Interestingly, the Stage VI port is cast with plenty of material in the spring seat area, but it is also deeply plunge-cut during machining to make room for a spring with the short stock-length valves. The machining limits the port height in this critical area. A primary revision in the Chapman version was to upgrade to a longer 5.400-inch valve, adding .540 inch to this critical dimension. This frees some precious space for the port. To make use of the longer valve, the spring seat machining was altered, while still allowing room for a 2.00-inch installed height. Since the valves are inclined at 15 degrees, a longer valve moves the centerline of the valve tips inward towards the lifter valley. To accommodate this change, the rocker location is revised to match. Besides making the valve longer, Chapman saw no need to retain the stock 3/8-inch valve stem, preferring to reduce the stem size to 1 1/32 inch, which offered a considerable reduction in valve weight-a critical element in rpm potential.

The changes made to the valve specifications and machining represent the most obvious alterations to the familiar Stage VI, providing more flexibility in the port design. Port development is the hallmark of Chapman's operation, and an intensive effort was undertaken to produce a highly effective port shape to be replicated in the production versions with full CNC porting. Two versions of the Chapman CNC heads were developed, one with an intake port featuring a production-sized opening, and a large-port version with the Max Wedge style port window. Both of these heads would share a common exhaust-port design and 1.81-inch exhaust valves, while on the intake end, the large port version would receive 2.25-inch diameter valves, with the smaller head having 2.200-inch valves. With its larger intake ports, the Max Wedge sized head is much wider at the area adjacent to the pushrods, necessitating the use of .850-inch offset intake rockers for clearance. In tandem with the port development effort, the casting walls and water jackets were subtly revised to provide additional material as required to accommodate the final port configuration.

As might be expected of Chapman, the resulting flow is staggering, particularly considering the port sizes involved. The Chapman intake ports are remarkably efficient, drawing over 350 cfm through the standard intake port window of the smaller sized head (See Flow; Chart 2). This is a head compatible with commonly available, conventionally sized intake manifolds, and utilizing the stock valvetrain layout. Achieving that kind of flow level with a moderate 260cc runner, points out that the port efficiency is exceptional, and an efficient port is one that strikes the most advantageous balance of flow and velocity. The Max Wedge window head is equally impressive, raising the bar on intake flow to over 380 cfm, while adding a modest 25cc in volume. Again, the flow versus port size shows this to be an exceptionally efficient port configuration. Both cylinder head versions share the same exhaust port shape, with peak flow topping 250 cfm, without the aid of a flow pipe at the port exit. We had the opportunity to test the larger version of the Chapman heads on Westech's SuperFlow 600 bench, and found the advertised numbers to be valid, something that is not always the case with manufacture's numbers. On the exhaust side, the addition of a flow tube brought peak flow to just over 300 cfm.

[The tasks]:
1. In the cylinder head article, condense the paragraph beginning "The changes made to the valve specifications" into a bulleted list that keeps its main facts.
2. Sum up the cylinder head article in three sentences.

[Given information]:

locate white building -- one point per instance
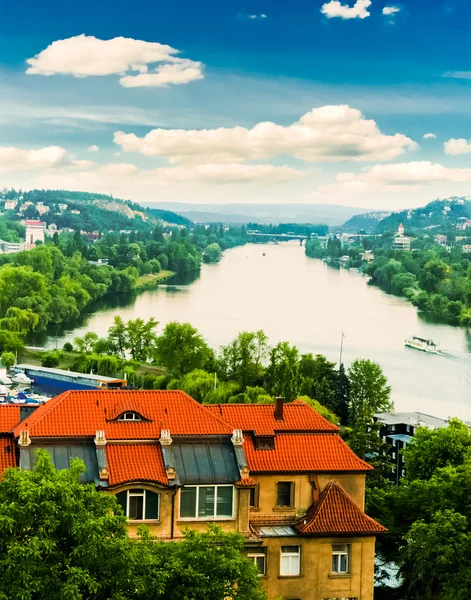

[Solutions in order]:
1.
- The valve and machining changes are the most obvious departures from the Stage VI and give more freedom in port design.
- Port development is the hallmark of Chapman's operation. An intensive effort produced a port shape to be copied in production heads with full CNC porting.
- Two versions were developed: one with a production-sized intake port opening and a large-port version with a Max Wedge style port window.
- Both share the same exhaust port design and 1.81-inch exhaust valves. The large-port head gets 2.25-inch intake valves, and the smaller head gets 2.200-inch intake valves.
- The Max Wedge sized head is much wider next to the pushrods, so it needs .850-inch offset intake rockers for clearance.
- The casting walls and water jackets were subtly revised to add material where the final port shape required it.

2. Chapman's version of the Stage VI head moves to a longer 5.400-inch valve, with revised spring seat machining and rocker location, to free space for the port, and it reduces the valve stem size to cut valve weight. Two CNC-ported versions were developed, one with a production-sized intake opening and one with a Max Wedge style window, and both share a common exhaust port design and 1.81-inch exhaust valves. The smaller head flows over 350 cfm on the intake side and the Max Wedge head over 380 cfm, exhaust flow tops 250 cfm without a flow pipe, and a test of the larger version on Westech's SuperFlow 600 bench confirmed the advertised numbers.